◆ **STATED PROBLEM**:
Reproduce the text of each item below verbatim, leaving out the pictures.

◆ **EXTRACTED RECORDS**:

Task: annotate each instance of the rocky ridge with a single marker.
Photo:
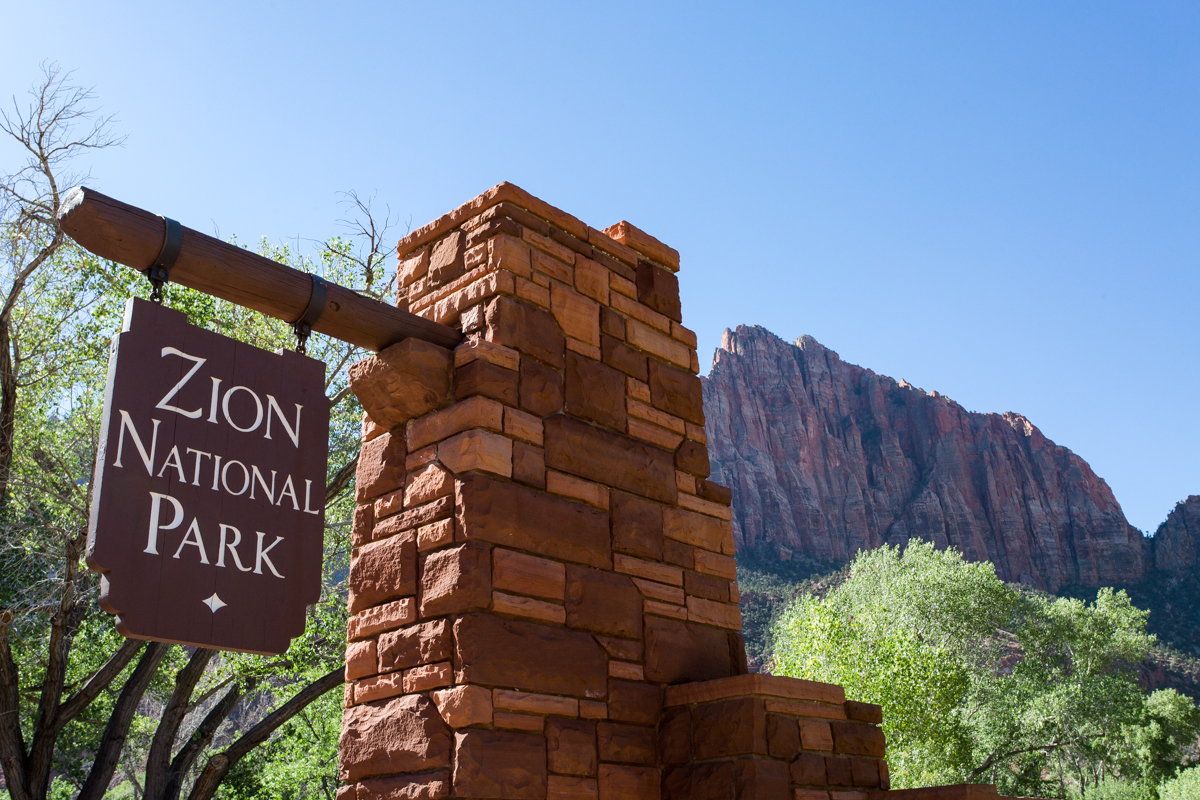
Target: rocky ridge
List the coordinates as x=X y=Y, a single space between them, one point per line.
x=826 y=458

◆ **SOLVED EXERCISE**:
Task: annotate each instance of the rocky ridge with a single marker.
Photo:
Target: rocky ridge
List the coordinates as x=X y=Y, a single space between them, one point per line.
x=826 y=458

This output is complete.